[Annotation dataset entries]
---*---
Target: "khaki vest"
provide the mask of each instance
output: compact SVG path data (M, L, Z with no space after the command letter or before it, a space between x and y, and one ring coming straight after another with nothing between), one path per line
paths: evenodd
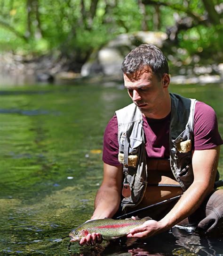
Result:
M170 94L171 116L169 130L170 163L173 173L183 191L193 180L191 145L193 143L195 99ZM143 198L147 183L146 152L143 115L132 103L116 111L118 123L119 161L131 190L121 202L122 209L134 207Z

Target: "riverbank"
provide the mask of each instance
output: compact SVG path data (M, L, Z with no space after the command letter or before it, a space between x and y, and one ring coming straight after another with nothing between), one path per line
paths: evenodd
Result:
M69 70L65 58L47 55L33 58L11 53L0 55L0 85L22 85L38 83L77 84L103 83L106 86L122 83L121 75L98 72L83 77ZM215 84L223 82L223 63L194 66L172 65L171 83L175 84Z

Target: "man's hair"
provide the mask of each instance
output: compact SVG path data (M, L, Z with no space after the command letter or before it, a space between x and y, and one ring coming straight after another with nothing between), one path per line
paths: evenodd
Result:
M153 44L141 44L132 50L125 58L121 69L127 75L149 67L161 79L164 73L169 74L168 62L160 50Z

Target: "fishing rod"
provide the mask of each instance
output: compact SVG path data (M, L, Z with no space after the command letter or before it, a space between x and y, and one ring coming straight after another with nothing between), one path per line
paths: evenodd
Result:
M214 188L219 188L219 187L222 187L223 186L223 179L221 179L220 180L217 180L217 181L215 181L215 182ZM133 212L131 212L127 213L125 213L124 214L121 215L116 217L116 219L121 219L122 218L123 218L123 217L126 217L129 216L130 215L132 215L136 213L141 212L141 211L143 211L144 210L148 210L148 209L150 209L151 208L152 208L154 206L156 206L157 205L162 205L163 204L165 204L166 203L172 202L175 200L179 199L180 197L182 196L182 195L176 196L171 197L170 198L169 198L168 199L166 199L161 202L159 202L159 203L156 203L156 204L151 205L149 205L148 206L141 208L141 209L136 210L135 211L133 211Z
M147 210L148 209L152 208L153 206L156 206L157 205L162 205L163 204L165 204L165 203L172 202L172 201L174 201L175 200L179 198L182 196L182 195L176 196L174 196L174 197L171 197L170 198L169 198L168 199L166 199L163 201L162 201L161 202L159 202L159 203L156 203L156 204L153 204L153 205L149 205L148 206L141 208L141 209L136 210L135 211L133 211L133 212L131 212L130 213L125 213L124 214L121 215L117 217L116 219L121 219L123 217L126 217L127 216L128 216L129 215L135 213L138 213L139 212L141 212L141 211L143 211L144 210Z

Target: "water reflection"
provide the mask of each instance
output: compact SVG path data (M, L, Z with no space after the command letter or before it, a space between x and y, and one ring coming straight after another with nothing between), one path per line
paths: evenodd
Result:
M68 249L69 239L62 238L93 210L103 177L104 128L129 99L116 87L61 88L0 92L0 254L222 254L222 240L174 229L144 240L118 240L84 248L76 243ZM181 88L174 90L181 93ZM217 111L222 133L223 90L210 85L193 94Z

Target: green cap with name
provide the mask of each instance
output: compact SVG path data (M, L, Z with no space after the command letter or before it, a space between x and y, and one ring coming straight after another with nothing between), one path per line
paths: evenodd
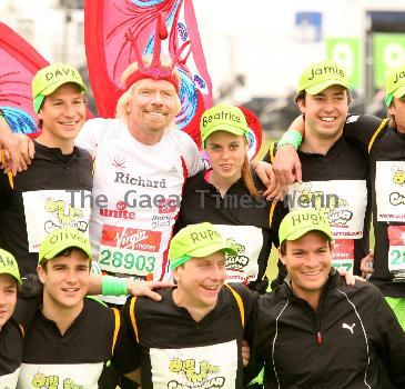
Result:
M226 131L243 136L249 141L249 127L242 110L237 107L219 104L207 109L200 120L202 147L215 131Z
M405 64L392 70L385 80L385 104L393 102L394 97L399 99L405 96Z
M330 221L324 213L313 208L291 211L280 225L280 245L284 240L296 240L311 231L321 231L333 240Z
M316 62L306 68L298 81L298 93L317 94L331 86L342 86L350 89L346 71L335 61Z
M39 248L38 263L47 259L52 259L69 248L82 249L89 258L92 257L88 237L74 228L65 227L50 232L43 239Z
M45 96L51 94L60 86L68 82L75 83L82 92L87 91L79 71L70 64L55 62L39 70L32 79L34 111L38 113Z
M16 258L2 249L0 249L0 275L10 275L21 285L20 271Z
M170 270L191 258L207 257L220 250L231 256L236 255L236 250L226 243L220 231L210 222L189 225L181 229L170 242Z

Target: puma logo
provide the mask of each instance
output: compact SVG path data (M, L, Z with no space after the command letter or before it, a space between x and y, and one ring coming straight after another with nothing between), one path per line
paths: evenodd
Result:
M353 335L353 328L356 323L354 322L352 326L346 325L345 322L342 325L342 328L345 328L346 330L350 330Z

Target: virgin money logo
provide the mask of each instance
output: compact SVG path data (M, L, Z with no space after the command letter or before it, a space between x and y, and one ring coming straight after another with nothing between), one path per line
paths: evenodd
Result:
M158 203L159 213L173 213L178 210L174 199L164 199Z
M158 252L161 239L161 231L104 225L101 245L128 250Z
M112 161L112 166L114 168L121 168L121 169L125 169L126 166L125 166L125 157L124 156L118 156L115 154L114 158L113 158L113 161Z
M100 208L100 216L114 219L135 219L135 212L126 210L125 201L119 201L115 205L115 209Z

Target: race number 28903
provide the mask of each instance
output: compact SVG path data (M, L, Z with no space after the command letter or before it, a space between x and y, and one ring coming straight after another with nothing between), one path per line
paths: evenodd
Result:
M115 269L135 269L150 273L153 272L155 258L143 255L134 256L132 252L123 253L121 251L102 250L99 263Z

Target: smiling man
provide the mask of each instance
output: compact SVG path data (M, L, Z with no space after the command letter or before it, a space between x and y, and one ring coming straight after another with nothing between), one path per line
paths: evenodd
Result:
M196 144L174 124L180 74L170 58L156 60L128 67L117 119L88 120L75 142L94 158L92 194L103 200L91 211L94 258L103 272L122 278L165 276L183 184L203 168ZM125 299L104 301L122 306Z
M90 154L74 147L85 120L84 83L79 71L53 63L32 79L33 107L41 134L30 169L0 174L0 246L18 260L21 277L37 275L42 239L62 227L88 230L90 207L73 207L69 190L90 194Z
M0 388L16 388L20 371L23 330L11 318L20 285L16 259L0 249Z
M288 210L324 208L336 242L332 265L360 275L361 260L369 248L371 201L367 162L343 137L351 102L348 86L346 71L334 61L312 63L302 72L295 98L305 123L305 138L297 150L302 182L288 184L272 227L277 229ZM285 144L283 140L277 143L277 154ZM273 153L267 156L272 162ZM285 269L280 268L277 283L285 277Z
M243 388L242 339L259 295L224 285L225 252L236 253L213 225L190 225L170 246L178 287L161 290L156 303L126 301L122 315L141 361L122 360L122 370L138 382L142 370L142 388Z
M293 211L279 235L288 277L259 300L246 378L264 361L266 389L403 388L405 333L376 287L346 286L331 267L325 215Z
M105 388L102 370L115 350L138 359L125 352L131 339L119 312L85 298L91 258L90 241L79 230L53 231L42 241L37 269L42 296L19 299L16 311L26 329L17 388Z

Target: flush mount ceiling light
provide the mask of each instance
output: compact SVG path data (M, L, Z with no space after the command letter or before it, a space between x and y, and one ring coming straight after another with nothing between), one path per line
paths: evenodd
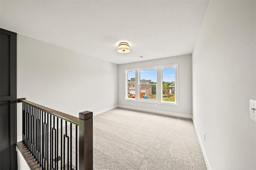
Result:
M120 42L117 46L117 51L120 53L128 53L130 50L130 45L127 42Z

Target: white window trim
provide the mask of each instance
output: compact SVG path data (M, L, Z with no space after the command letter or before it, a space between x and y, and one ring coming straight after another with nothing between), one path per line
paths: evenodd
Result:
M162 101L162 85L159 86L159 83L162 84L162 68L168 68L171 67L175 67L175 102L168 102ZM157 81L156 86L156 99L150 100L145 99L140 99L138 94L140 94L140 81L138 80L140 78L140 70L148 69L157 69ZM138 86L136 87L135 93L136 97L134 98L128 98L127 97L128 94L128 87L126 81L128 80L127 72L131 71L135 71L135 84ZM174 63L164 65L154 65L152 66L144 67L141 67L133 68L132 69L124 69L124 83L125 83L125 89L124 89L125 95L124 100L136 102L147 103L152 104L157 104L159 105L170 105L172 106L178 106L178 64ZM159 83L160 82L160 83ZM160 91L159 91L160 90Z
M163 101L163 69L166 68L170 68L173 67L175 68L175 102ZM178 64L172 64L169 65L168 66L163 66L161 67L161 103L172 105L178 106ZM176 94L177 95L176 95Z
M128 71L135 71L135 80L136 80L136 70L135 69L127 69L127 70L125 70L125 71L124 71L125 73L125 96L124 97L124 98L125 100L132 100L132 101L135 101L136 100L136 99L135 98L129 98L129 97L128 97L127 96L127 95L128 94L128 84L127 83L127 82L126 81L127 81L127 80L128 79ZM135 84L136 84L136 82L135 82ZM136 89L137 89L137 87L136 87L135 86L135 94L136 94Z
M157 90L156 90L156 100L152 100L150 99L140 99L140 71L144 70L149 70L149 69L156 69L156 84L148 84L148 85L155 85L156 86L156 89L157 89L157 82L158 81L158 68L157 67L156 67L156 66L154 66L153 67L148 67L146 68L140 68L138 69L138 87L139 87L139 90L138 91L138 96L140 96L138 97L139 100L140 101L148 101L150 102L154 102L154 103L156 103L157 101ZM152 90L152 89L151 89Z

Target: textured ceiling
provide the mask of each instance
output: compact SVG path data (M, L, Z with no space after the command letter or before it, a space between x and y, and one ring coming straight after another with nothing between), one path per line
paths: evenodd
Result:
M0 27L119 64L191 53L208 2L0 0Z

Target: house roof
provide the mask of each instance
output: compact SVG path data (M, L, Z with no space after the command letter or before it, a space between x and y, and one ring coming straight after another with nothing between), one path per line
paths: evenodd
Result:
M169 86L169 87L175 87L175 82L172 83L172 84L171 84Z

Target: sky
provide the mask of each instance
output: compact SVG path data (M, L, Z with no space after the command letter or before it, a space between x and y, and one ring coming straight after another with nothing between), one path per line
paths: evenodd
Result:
---*---
Retype the stretch of the listing from the line containing "Target: house roof" through the end of the listing, preserving every character and line break.

- **Exercise output**:
Target: house roof
provide the mask of each instance
output: compact SVG path data (M, L, Z with no space after the command letter or before it, a space between x and y, and one ring coming straight after another with nothing between), one path per line
paths: evenodd
Result:
M169 86L169 87L175 87L175 82L172 83L172 84L171 84Z

Target: sky
provide the mask of each instance
output: compact SVG path data (M, L, Z with no space after the command letter or before it, a space between x and y, and one ring coming straight after another with nothing between), one path per line
paths: evenodd
Result:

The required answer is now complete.